▶ **Written instruction**:
Rewrite every one of the rows below so that "innermost point" becomes "central point" wherever it occurs, and change nothing else.

--- Data for processing ---

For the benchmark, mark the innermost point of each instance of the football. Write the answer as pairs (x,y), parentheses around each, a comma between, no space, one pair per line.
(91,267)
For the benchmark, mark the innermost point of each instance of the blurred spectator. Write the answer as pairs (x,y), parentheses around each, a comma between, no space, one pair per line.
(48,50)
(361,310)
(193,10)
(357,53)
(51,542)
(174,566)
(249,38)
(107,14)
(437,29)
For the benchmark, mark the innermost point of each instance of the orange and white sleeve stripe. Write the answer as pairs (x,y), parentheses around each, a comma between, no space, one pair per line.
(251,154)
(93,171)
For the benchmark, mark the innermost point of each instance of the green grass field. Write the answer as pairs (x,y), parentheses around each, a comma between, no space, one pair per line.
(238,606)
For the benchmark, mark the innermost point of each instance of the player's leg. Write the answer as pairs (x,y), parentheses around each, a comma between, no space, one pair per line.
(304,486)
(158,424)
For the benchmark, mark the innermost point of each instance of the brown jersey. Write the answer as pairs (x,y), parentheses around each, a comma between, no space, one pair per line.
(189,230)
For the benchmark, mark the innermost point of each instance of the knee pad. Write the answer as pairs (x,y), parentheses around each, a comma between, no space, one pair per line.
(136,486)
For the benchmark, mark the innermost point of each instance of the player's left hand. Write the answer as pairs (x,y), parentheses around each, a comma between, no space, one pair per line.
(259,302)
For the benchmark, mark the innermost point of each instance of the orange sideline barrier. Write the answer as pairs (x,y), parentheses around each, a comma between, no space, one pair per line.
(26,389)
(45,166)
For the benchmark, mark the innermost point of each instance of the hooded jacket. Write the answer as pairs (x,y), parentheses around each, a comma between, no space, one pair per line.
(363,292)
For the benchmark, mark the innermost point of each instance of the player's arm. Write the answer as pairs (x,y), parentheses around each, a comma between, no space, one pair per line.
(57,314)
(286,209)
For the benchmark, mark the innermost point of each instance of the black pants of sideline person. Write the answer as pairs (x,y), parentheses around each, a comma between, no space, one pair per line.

---

▶ **Response to this task**:
For the benchmark, mark the central point of each instance of the football. Write the answer as pairs (x,y), parentheses around each, a comma between, no space, one pair per line.
(91,267)
For the benchmark, mark the central point of each instance of the blurred spectator. Write the answer as pairs (x,y), parentheses around each, a comma between, no space, one pair per line.
(48,50)
(361,310)
(193,10)
(357,53)
(51,542)
(174,566)
(249,38)
(107,14)
(437,29)
For the benchmark, mark the central point of each instance of the orange and white sleeve stripe. Write the answer as pairs (x,y), parentheses around each, a comma between, no space, one pair per line.
(251,154)
(93,171)
For the benchmark, mark the central point of each instance of the green grass field. Write the answer as pairs (x,y), parentheses around each, a comma between, no space, one pair per line.
(238,606)
For the benchmark, mark the central point of each instance of the player's leg. Write the answer as pairs (x,y), parentheses around each, a comma between, no space, one pair per line.
(304,486)
(158,424)
For the benchmark, mark the central point of each instance of the brown jersey. Write the answer as pairs (x,y), parentheses around each, a comma between, no space, one pair per line.
(189,230)
For the benchmark, mark the central point of each instance of the knee pad. Write the answer as pairs (x,y), parentheses around each, a comma between, no space, one pair per line.
(136,486)
For the benchmark, mark the central point of each instance of the player's left hand. Write the answer as pairs (x,y), parentheses around each, a comma between, no space, one pair per line.
(259,302)
For the benchmark, mark the central point of each instance of the orange sideline barrier. Write the answer as pairs (x,y), parentheses around each, a comma between, no space, one pair per line.
(26,389)
(45,166)
For the benchmark, mark the central point of each instance of the hooded jacket. Write the answer as pairs (x,y), parentheses around each, a comma between, no space, one pair per line.
(363,292)
For the benchmark, mark the central point of each instance of the player's arm. Write the answer as pairs (x,y), parentheses around each, a comma between, no space, one pair per line.
(57,314)
(286,209)
For the benchmark, mark the central point of each instance of the black pants of sideline person. Write the answer as pairs (x,y), parentheses around each, a comma between, no space, one pair per line.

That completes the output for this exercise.